> _WHAT YOU NEED TO DO_: Copy out exactly the stretch of the listing below that begins at the line containing "pixel 222 224" and ends at the line containing "pixel 282 92", and copy nothing outside it.

> _RECORDS TO USE_:

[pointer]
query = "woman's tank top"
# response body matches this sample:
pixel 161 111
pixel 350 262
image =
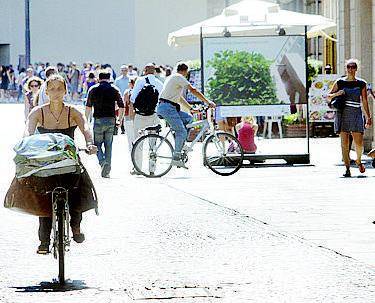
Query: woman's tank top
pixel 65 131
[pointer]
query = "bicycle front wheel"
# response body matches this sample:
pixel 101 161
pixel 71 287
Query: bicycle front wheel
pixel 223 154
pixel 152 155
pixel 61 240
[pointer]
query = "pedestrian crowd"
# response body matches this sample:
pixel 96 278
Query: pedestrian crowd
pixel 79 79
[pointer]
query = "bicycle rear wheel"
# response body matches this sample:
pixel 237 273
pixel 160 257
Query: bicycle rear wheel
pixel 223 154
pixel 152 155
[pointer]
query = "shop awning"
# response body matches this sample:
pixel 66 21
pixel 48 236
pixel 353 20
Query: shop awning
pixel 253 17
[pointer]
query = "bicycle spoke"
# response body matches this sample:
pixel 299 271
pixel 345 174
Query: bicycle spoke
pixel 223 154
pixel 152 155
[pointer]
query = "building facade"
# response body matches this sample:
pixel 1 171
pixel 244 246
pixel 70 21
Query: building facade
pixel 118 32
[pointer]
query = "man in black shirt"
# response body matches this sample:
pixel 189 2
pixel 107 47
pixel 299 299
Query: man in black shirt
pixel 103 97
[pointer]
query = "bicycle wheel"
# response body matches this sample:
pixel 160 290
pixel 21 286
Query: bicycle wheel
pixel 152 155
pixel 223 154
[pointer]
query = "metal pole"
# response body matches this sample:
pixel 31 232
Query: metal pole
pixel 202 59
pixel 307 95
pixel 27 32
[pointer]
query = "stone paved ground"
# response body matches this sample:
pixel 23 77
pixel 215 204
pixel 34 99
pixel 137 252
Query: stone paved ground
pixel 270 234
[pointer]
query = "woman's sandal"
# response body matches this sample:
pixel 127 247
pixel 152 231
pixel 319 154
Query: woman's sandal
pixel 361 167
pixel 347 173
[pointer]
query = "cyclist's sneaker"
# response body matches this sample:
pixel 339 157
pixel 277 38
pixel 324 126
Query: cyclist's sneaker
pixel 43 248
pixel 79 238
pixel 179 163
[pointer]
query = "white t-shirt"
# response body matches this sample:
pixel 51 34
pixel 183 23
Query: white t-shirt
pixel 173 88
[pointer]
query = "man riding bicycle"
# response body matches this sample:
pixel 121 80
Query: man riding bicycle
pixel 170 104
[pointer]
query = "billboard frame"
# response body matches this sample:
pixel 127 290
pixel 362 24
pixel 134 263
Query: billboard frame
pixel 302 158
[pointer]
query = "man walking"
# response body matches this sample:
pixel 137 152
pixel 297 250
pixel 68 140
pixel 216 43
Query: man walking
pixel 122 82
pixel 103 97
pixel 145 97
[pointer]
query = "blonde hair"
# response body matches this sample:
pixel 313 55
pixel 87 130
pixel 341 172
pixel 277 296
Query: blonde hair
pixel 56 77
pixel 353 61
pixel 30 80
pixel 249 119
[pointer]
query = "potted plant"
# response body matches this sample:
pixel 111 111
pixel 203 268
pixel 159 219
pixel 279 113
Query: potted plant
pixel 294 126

--

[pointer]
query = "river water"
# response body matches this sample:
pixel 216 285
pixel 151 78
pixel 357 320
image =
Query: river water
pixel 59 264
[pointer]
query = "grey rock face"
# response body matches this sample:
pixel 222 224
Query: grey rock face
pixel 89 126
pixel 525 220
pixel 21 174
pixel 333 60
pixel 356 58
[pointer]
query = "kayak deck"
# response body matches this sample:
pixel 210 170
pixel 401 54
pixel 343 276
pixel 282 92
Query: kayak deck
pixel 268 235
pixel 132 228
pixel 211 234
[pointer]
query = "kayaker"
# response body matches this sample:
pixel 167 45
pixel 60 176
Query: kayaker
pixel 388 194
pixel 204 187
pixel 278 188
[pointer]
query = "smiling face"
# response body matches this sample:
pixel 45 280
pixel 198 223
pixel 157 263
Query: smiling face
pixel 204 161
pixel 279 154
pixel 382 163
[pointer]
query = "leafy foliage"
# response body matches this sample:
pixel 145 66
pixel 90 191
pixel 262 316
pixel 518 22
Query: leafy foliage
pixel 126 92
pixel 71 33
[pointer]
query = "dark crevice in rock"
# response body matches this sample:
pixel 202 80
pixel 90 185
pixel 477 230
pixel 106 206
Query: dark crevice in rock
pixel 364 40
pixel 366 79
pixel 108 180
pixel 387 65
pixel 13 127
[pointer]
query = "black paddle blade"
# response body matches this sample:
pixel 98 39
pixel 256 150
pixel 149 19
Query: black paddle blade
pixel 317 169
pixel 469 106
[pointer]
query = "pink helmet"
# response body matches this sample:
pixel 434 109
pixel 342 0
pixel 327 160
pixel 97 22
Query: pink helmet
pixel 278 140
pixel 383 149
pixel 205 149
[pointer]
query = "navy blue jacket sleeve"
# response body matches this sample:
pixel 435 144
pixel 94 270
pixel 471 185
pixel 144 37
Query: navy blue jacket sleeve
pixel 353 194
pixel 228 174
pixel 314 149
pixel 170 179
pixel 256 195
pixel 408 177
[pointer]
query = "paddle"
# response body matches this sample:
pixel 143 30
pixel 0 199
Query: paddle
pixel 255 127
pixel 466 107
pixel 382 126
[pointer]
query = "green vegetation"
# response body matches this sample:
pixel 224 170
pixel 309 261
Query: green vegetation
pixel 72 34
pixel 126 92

...

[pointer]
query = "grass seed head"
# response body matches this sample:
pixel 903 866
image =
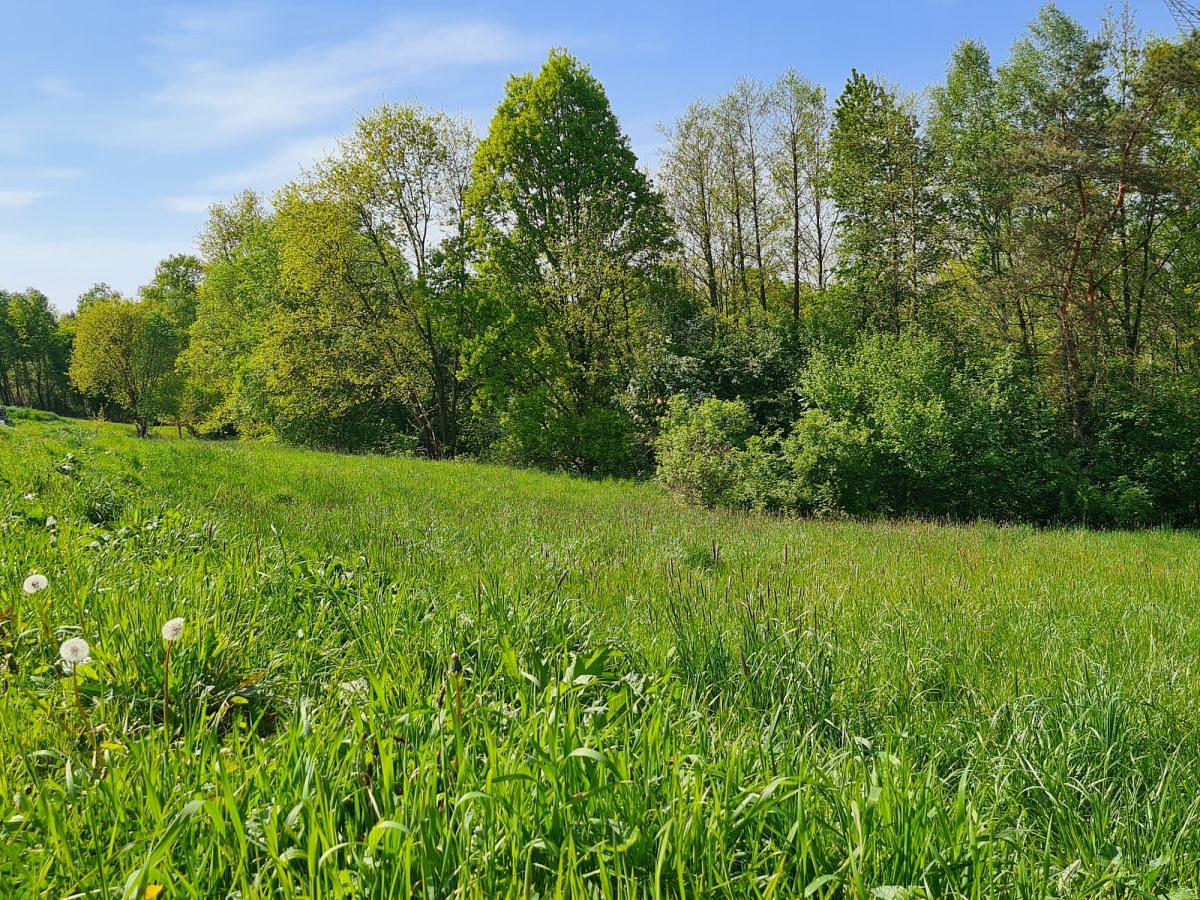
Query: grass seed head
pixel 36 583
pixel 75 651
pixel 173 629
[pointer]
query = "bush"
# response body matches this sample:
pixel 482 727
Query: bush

> _ANSWER FOR THIS EXERCISE_:
pixel 222 224
Query: grey rock face
pixel 89 126
pixel 525 220
pixel 21 174
pixel 333 60
pixel 356 58
[pointer]
query = "kayak deck"
# response body matches this sample:
pixel 210 170
pixel 401 54
pixel 343 276
pixel 282 92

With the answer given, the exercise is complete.